(Rows from a dataset)
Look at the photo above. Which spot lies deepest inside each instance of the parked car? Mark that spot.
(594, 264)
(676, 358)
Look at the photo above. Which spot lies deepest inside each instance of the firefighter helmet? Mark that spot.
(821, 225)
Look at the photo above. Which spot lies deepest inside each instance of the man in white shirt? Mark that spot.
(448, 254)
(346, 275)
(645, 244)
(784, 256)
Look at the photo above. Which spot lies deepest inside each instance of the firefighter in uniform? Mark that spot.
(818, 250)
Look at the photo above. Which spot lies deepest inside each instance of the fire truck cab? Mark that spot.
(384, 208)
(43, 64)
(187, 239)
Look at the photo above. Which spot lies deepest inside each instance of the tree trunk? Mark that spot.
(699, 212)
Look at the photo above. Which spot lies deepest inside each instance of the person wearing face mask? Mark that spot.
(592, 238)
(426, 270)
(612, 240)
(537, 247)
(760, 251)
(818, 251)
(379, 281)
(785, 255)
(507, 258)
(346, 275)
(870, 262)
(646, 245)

> **DIRECTIONS FOR THIS TASK**: Starting at the row containing "mask? Mark that spot." and ending at the last row, switch "face mask" to "surgical mask" and write out those rows again with nothing else altered.

> **ANSWER TO THIS PROBLEM**:
Look at the photo above. Which spot lies deepest inside each instance of the person wearing surgical mask? Mark that spot.
(592, 238)
(426, 270)
(612, 240)
(537, 247)
(760, 251)
(818, 251)
(379, 281)
(785, 255)
(507, 258)
(346, 275)
(870, 262)
(646, 245)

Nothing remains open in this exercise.